제시문:
####################

범주형/연속형 데이터의 연관 분석

티스토리 뷰

Data/R

범주형/연속형 데이터의 연관 분석

ellie.strong 2021. 7. 6. 01:51

728x90

데이터 설명

이름 : Adoptable Dogs

링크 : Adoptable Dogs | Kaggle

- 2019년 12월 12일 헝가리의 동물 보호소 데이터베이스의 2,937마리의 개에 대한 데이터이다.

데이터 불러오기

dogs<-read.csv("ShelterDogs.csv", header=T)

str(dogs)

ID, name, age, sex 등 19개의 변수를 가지며, 총 2,937개의 데이터를 포함하고 있다.

데이터 분석

- 질적 데이터 분석 / 양적 데이터 분석

- 참고 : '[빅데이터/R] 데이터 분석해보기 1 - Adoptable Dogs' 수정하기 (tistory.com)

범주형 데이터 확보 및 연속형 데이터 이산형화(Discretization)

- 범주형 데이터 sex, coat, size, neutered와 연속형 데이터 age 총 5개의 변수를 사용하려 한다.

- 범주형 데이터의 경우 그 형태로 불러오면 되지만 연속형 데이터의 경우 범주형 데이터로 이산형화해주어야한다.

cust_dogs<-data.frame(dogs$sex, dogs$coat, dogs$size, dogs$neutered, dogs$age, stringsAsFactors = F)

sapply(cust_dogs, class)

- 사용하기 편하게 이름을 변경해준다.

cust_dogs<-setNames(cust_dogs, c("sex", "coat", "size", "neutered", "age"))

- sex, coat, size, neutered 변수의 form을 character에서 factor로 변경시켜준다.

cust_dogs<-transform(cust_dogs, sex = as.factor(sex), coat = as.factor(coat), size = as.factor(size), neutered = as.factor(neutered))

- age 변수를 이산형화 한 age_cd 변수를 새로 만들어 준다.

나이가 0살-20살 까지 존재하므로 나이를 1-5, 6-10, 11-15, 16-20, 4가지의 범주로 나눌 수 있다.

cust_dogs<-within(cust_dogs, {
 age_cd = character(0)
 age_cd[age >= 0 & age <= 5] = "age_0_5"
 age_cd[age >= 6 & age <= 10] = "age_6_10"
 age_cd[age >= 11 & age <= 15] = "age_11_15"
 age_cd[age >= 16 & age <= 20] = "age_16_20"
 age_cd = factor(age_cd, level = c("age_0_5", "age_6_10", "age_11_15", "age_16_20"))

####################

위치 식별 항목
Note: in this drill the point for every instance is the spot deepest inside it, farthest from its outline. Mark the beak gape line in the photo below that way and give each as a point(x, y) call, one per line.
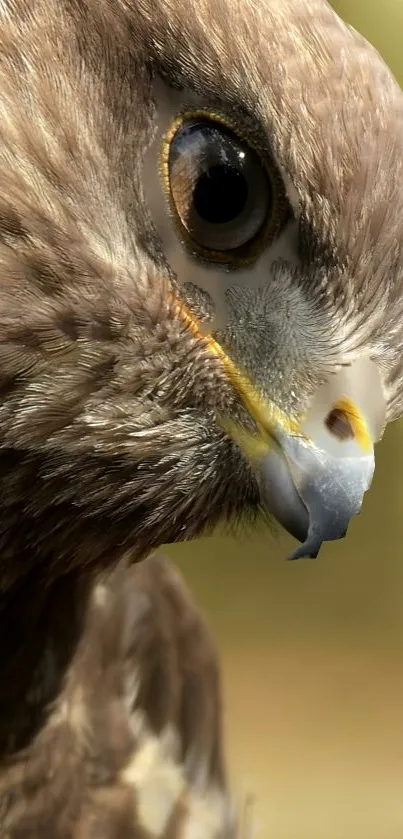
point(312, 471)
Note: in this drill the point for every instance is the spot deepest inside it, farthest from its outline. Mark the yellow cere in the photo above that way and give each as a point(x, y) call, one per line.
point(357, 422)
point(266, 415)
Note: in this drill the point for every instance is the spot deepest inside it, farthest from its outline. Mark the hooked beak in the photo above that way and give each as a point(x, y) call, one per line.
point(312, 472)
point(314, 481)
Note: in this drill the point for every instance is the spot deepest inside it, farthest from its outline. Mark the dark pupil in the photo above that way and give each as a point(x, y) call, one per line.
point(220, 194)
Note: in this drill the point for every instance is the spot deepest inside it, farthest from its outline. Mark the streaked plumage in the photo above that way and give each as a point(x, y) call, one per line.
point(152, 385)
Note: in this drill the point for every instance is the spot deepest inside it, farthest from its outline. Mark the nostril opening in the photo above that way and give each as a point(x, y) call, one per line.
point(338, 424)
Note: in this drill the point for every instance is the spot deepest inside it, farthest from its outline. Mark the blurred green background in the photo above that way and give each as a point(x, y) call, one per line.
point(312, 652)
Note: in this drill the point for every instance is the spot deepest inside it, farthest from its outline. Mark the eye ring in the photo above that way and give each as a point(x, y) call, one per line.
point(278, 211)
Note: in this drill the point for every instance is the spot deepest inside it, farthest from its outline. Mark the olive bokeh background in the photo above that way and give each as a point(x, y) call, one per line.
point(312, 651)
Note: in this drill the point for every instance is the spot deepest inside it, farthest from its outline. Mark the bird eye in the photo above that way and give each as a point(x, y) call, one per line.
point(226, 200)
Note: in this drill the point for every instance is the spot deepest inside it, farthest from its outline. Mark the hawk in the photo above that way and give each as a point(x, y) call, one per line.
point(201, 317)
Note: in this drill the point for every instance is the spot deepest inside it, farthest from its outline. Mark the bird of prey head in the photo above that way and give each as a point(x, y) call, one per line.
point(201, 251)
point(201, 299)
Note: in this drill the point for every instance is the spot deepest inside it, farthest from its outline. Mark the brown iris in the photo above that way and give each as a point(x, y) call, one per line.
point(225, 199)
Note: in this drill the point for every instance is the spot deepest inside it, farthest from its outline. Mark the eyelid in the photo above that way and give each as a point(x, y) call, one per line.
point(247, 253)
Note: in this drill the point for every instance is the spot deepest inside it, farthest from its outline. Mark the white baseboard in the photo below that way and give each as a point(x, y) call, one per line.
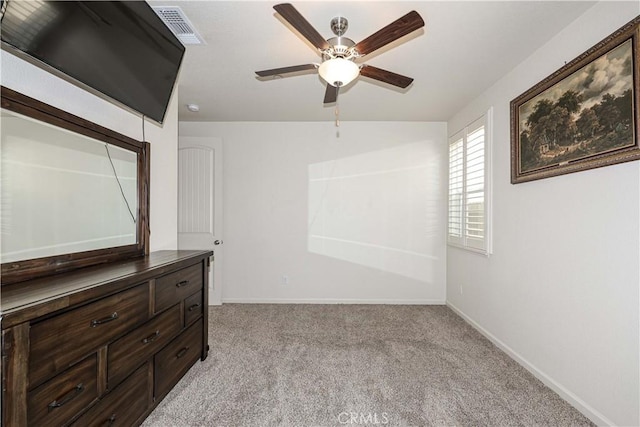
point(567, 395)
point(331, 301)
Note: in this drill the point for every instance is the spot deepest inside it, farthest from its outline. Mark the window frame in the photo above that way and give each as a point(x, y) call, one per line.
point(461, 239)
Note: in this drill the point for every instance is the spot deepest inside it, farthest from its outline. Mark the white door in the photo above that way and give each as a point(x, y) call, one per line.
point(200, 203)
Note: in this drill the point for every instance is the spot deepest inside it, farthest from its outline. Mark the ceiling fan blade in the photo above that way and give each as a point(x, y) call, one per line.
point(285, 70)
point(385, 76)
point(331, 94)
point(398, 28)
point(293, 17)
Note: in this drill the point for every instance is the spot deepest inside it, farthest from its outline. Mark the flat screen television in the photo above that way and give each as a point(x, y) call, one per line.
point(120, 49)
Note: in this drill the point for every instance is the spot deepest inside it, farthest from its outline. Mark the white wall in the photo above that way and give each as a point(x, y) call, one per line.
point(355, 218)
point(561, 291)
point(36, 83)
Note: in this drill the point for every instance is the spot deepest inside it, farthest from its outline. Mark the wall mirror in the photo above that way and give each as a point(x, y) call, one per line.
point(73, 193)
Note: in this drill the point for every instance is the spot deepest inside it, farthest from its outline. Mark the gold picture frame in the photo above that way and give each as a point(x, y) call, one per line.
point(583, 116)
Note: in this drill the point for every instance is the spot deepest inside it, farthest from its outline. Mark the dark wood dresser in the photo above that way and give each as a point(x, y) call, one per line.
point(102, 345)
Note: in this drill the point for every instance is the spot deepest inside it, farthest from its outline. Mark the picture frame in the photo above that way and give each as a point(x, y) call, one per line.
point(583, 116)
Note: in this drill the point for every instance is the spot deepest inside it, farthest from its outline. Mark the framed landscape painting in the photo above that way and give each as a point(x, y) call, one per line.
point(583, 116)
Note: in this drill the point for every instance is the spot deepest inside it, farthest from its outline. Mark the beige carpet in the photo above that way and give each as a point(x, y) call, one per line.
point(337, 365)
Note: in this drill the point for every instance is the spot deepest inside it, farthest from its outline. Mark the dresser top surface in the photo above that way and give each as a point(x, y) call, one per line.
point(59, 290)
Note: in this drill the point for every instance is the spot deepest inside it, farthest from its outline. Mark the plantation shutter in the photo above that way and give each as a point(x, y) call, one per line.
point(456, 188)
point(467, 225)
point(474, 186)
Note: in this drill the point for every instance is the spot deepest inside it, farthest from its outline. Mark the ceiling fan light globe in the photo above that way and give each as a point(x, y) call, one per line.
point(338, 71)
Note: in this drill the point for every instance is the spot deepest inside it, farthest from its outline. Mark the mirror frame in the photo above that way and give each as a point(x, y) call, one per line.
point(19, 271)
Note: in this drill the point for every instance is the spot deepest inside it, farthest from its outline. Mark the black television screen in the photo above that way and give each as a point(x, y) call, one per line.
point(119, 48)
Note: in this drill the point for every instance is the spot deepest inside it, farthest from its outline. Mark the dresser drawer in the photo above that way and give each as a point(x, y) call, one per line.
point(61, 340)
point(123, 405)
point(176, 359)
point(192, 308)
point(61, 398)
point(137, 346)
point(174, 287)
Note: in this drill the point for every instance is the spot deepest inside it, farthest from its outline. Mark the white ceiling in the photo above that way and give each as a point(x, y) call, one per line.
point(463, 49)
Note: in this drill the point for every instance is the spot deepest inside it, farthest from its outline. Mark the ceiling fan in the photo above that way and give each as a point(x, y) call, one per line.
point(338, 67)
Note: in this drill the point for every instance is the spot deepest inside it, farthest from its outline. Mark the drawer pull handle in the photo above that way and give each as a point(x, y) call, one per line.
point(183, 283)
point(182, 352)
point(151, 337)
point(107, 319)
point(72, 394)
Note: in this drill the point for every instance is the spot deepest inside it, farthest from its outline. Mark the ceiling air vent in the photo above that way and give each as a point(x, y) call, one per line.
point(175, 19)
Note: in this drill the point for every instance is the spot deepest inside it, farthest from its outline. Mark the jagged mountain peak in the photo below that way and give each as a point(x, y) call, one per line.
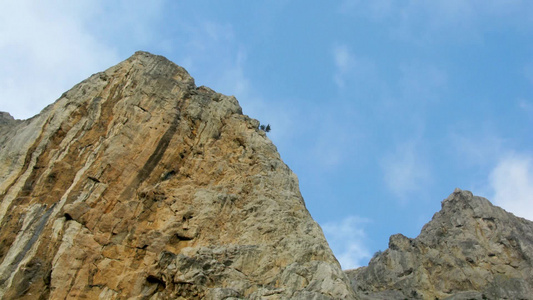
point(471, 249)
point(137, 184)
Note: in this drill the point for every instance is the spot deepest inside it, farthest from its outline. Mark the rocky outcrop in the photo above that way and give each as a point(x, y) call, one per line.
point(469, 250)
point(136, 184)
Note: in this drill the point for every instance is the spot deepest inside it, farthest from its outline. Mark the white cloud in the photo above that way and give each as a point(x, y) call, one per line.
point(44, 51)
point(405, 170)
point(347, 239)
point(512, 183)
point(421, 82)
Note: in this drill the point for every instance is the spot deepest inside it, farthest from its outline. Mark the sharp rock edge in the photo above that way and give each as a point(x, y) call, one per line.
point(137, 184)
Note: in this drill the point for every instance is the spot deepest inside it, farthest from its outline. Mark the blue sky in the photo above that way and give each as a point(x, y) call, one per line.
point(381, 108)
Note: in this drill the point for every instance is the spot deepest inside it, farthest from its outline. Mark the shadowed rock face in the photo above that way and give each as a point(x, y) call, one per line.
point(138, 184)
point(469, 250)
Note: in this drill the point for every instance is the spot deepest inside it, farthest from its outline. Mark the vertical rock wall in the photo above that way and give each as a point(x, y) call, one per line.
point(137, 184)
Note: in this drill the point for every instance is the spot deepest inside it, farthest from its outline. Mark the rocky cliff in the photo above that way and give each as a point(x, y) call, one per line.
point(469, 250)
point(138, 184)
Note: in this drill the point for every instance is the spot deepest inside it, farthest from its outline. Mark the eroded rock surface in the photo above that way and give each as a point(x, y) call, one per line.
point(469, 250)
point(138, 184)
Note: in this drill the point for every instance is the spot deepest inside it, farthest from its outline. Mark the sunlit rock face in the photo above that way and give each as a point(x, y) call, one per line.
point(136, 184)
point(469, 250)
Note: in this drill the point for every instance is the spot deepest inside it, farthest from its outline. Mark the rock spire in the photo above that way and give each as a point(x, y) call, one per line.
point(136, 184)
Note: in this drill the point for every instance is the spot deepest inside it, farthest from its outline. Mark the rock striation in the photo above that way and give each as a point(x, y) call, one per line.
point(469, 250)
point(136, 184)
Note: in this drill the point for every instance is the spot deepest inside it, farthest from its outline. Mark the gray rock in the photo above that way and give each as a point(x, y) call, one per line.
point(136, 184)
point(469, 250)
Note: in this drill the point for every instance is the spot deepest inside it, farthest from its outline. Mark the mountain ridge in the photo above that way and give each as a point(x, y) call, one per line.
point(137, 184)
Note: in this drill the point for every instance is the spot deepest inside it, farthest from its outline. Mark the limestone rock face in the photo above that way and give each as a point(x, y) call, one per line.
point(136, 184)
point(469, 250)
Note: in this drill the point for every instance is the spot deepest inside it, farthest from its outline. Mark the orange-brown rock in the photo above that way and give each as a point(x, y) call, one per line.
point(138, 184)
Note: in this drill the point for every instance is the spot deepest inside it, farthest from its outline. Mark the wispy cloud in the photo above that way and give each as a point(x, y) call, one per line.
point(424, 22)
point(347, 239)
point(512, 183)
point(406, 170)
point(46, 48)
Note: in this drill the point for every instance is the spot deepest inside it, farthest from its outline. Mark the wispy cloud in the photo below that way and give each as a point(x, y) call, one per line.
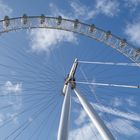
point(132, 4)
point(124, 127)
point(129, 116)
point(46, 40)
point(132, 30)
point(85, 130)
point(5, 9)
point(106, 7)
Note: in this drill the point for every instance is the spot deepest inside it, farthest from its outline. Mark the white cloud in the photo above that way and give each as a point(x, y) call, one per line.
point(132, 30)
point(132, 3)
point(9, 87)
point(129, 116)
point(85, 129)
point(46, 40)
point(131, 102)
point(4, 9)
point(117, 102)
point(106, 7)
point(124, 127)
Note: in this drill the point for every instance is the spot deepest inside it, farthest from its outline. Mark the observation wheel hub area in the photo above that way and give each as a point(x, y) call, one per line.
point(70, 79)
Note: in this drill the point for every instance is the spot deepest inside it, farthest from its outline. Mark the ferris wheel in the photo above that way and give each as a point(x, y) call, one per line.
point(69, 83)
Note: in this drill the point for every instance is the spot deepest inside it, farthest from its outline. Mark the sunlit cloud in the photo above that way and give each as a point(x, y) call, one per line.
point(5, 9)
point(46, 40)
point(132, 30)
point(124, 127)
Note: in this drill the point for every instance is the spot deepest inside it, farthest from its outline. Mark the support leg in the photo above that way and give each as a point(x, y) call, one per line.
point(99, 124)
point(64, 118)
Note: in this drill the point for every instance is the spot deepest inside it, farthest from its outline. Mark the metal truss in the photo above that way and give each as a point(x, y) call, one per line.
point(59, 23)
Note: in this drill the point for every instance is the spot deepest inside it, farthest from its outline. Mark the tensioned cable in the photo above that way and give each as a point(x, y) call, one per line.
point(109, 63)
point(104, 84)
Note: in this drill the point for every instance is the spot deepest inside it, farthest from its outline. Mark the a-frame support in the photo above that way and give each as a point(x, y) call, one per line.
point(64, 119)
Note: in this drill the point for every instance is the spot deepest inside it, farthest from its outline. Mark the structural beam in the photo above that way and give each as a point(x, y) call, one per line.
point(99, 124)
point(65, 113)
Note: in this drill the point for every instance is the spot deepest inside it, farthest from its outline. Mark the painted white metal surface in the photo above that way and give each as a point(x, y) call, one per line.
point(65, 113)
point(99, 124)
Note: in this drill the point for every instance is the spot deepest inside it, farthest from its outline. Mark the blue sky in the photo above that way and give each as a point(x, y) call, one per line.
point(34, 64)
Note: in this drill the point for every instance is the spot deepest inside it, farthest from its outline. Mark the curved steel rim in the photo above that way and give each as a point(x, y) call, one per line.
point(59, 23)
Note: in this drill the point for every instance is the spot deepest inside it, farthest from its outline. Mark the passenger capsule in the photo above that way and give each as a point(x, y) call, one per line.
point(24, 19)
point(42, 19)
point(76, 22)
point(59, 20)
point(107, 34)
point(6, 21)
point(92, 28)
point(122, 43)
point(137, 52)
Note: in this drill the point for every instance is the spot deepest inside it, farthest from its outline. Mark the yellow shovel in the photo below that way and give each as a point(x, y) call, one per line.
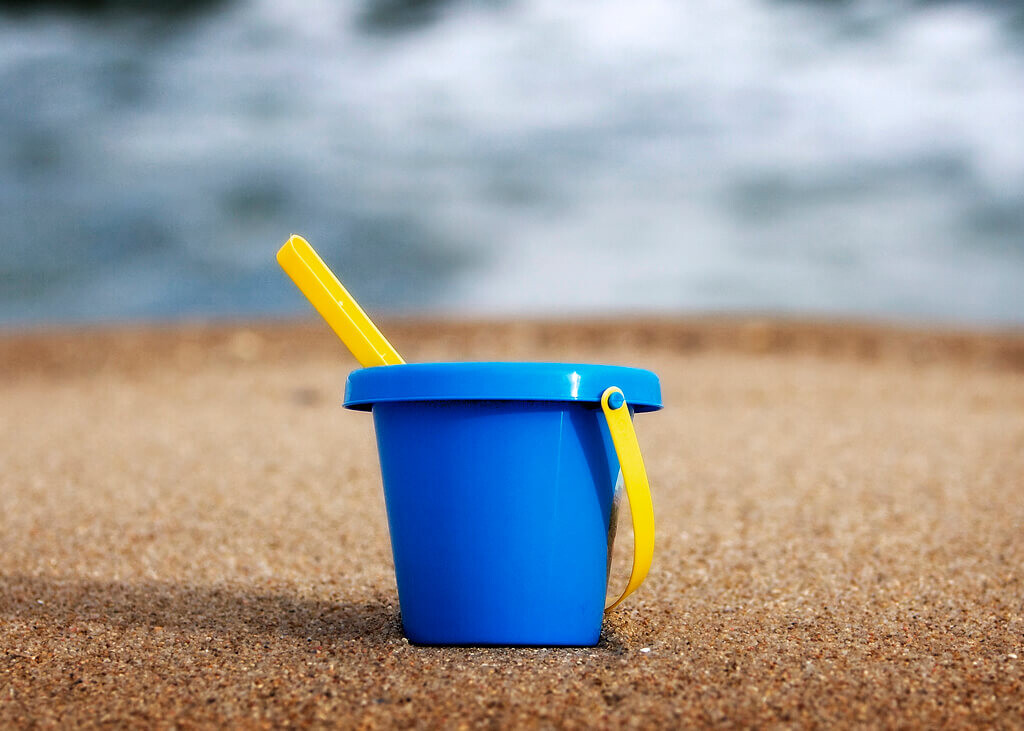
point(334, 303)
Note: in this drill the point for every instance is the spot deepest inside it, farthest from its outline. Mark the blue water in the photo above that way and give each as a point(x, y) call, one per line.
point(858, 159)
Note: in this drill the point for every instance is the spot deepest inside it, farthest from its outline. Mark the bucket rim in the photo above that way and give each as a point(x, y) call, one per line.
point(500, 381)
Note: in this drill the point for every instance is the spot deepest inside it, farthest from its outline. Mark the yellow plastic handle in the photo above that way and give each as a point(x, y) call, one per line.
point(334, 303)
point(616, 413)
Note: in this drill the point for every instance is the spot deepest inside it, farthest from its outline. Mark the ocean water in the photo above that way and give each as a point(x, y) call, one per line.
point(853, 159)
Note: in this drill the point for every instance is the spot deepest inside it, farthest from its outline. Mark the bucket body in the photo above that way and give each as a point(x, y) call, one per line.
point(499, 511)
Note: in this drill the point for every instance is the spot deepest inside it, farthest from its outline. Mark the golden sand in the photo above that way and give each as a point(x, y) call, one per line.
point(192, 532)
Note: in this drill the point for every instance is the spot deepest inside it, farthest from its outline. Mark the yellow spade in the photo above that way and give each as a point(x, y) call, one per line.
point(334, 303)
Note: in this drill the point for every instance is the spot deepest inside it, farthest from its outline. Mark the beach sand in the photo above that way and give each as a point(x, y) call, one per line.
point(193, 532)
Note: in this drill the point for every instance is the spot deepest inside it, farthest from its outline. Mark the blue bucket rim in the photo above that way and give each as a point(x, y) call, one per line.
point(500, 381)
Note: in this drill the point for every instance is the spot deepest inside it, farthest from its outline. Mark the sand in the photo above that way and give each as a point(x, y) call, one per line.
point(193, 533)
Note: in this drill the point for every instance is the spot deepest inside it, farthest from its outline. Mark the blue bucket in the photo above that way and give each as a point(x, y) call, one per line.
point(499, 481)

####################

해야 할 일: 제시문의 "링크 : Adoptable"부터 "데이터를 포함하고 있다."까지를 옮겨 적되, "헝가리"를 "체코"로 바꾸어 고쳐 쓰시오.

전체 답안:
링크 : Adoptable Dogs | Kaggle

- 2019년 12월 12일 체코의 동물 보호소 데이터베이스의 2,937마리의 개에 대한 데이터이다.

데이터 불러오기

dogs<-read.csv("ShelterDogs.csv", header=T)

str(dogs)

ID, name, age, sex 등 19개의 변수를 가지며, 총 2,937개의 데이터를 포함하고 있다.